PROVIDED INFORMATION section start
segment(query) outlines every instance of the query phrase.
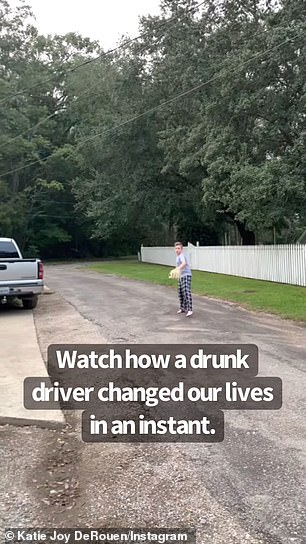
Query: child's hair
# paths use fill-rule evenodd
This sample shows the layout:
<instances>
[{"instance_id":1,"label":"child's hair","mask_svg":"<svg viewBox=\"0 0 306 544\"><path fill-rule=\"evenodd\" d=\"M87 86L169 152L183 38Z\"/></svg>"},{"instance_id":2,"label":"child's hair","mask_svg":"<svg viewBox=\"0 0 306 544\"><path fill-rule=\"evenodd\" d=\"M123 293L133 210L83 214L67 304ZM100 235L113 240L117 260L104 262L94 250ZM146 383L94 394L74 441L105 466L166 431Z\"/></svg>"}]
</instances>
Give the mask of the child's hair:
PROVIDED INFORMATION section end
PROBLEM.
Each line above should be set down exactly as written, with pictures excluded.

TASK SOLUTION.
segment(query) outlines every instance of the query phrase.
Query: child's hair
# paths use fill-rule evenodd
This sample shows the layout:
<instances>
[{"instance_id":1,"label":"child's hair","mask_svg":"<svg viewBox=\"0 0 306 544\"><path fill-rule=\"evenodd\" d=\"M87 86L169 152L183 38Z\"/></svg>"},{"instance_id":2,"label":"child's hair","mask_svg":"<svg viewBox=\"0 0 306 544\"><path fill-rule=\"evenodd\" d=\"M123 293L133 210L83 214L67 304ZM100 235L113 240L117 260L104 262L94 250ZM146 383L94 394L74 441L105 466L166 431Z\"/></svg>"}]
</instances>
Give the mask of the child's hair:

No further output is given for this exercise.